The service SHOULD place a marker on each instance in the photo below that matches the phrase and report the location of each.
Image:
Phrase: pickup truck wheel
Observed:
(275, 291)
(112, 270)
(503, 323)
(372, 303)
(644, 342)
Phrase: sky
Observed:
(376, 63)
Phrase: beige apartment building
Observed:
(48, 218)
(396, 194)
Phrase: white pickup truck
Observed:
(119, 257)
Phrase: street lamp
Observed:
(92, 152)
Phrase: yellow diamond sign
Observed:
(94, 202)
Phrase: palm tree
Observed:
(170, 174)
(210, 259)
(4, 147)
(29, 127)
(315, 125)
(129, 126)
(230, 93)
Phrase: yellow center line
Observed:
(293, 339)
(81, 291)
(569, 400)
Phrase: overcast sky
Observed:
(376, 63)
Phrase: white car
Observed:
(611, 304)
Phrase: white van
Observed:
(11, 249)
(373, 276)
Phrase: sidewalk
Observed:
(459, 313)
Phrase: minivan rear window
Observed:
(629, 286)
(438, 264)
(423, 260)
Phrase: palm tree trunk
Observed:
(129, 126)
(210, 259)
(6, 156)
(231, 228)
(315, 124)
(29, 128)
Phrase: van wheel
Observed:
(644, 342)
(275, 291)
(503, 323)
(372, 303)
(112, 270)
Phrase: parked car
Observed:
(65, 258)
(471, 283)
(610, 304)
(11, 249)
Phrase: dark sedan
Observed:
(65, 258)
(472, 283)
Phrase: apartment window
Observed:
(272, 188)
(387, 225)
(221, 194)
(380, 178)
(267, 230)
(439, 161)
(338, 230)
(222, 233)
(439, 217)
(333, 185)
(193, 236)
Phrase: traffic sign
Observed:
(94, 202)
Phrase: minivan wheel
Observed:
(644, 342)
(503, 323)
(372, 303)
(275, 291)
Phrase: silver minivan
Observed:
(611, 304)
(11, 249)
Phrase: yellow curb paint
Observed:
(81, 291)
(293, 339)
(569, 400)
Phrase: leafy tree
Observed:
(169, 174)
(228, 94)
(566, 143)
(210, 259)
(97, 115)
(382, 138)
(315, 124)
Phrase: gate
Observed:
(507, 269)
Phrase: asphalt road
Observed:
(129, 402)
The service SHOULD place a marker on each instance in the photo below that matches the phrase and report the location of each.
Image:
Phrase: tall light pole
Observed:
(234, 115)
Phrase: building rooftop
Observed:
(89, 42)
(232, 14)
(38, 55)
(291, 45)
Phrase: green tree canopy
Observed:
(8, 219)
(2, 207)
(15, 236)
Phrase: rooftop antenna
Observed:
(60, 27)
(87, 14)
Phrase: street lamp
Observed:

######

#### [Task description]
Return the entries in full, keeping every line exactly as it is.

#### [Solution to this task]
The service SHOULD place a marker on each instance in the photo below that matches the phrase and report the location of each.
Image:
Phrase: pickup truck wheel
Observed:
(275, 291)
(112, 270)
(503, 323)
(372, 303)
(644, 342)
Phrase: sky
Observed:
(376, 63)
Phrase: beige apartment building
Observed:
(48, 218)
(396, 194)
Phrase: white pickup truck
Observed:
(119, 257)
Phrase: street lamp
Observed:
(92, 152)
Phrase: yellow diamond sign
Observed:
(94, 202)
Phrase: palm tree
Observed:
(170, 174)
(210, 259)
(4, 147)
(29, 127)
(315, 125)
(129, 126)
(230, 93)
Phrase: yellow center line
Observed:
(293, 339)
(81, 291)
(569, 400)
Phrase: overcast sky
Observed:
(376, 63)
Phrase: white car
Observed:
(611, 304)
Phrase: white van
Observed:
(11, 249)
(373, 276)
Phrase: sidewalk
Observed:
(459, 313)
Phrase: minivan rear window
Observed:
(629, 286)
(438, 264)
(423, 260)
Phrase: palm tree trunk
Observed:
(129, 126)
(210, 259)
(6, 156)
(231, 228)
(315, 124)
(29, 128)
Phrase: van wheel
Observed:
(644, 342)
(275, 291)
(503, 323)
(372, 303)
(112, 270)
Phrase: parked car
Observed:
(65, 258)
(471, 283)
(610, 304)
(11, 249)
Phrase: dark sedan
Observed:
(65, 258)
(472, 283)
Phrase: apartment window
Observed:
(272, 188)
(387, 225)
(221, 194)
(380, 178)
(267, 230)
(439, 161)
(338, 230)
(222, 233)
(439, 217)
(333, 185)
(193, 236)
Phrase: traffic sign
Observed:
(94, 202)
Phrase: minivan wheel
Observed:
(644, 342)
(503, 323)
(372, 303)
(275, 291)
Phrase: silver minivan
Observed:
(611, 304)
(11, 249)
Phrase: yellow curb paint
Observed:
(81, 291)
(293, 339)
(569, 400)
Phrase: leafy tree
Observed:
(169, 174)
(228, 94)
(566, 143)
(210, 259)
(97, 115)
(382, 138)
(315, 124)
Phrase: gate
Observed:
(507, 269)
Phrase: asphalt road
Observed:
(129, 402)
The service SHOULD place a marker on each instance in the photo below that matches the phrase and report the location of each.
Image:
Phrase: tall light pole
Observed:
(234, 115)
Phrase: building rooftop
Observed:
(89, 42)
(232, 14)
(38, 55)
(291, 45)
Phrase: green tree canopy
Observed:
(8, 219)
(2, 207)
(15, 236)
Phrase: rooftop antenna
Observed:
(60, 27)
(87, 14)
Phrase: street lamp
Observed:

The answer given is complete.